**TO DO**
Quote all entries in full, exactly.

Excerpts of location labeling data
▽
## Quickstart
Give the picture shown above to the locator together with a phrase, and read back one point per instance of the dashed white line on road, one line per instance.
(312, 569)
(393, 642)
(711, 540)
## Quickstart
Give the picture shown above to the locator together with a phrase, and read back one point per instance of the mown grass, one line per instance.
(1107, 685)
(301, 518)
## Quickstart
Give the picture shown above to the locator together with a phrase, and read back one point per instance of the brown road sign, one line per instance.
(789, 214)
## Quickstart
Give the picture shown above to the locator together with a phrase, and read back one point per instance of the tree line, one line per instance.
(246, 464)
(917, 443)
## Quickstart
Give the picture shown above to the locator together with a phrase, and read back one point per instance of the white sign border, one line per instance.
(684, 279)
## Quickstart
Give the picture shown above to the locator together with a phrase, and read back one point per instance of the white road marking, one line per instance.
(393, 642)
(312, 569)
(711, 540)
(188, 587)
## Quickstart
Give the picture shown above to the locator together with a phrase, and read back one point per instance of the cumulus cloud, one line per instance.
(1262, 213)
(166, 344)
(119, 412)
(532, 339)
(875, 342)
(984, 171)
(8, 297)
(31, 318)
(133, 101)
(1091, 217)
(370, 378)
△
**RESPONSE TO THIS TASK**
## Quickstart
Give the picture shown above to the locator together with a phrase, and read back one point per instance of the dashed white line on road, one line per instance.
(312, 569)
(393, 642)
(711, 540)
## Quickstart
Give the picture shown above to the locator together with a phrase, and read back one point per instance of the mown grass, one line per instance.
(1107, 685)
(301, 518)
## Quickstart
Give the picture shown above to the locator together with a phrase, and read back one point per instance of the brown road sign, one line per instance.
(789, 214)
## Quickstart
Give the picture shown above to the locator together with a phrase, and read back one point per instance of the tree line, one line per instance.
(246, 464)
(917, 443)
## Quickstart
Give the picture shown above to the locator together with a phrase, and read back one point per instance of the white sign border, one line per instance.
(684, 279)
## Quickstart
Give the picture shown above to the locator together with a phrase, and read back one point per instance of the white road marking, one line per instance.
(393, 642)
(312, 569)
(711, 540)
(188, 587)
## Quickstart
Give the picture shown above to the locator together with a phrase, and read back one point per instance of the cumulus cloud, one line per instance.
(1262, 213)
(166, 344)
(119, 412)
(532, 339)
(875, 342)
(984, 171)
(8, 297)
(31, 318)
(133, 101)
(1091, 217)
(370, 378)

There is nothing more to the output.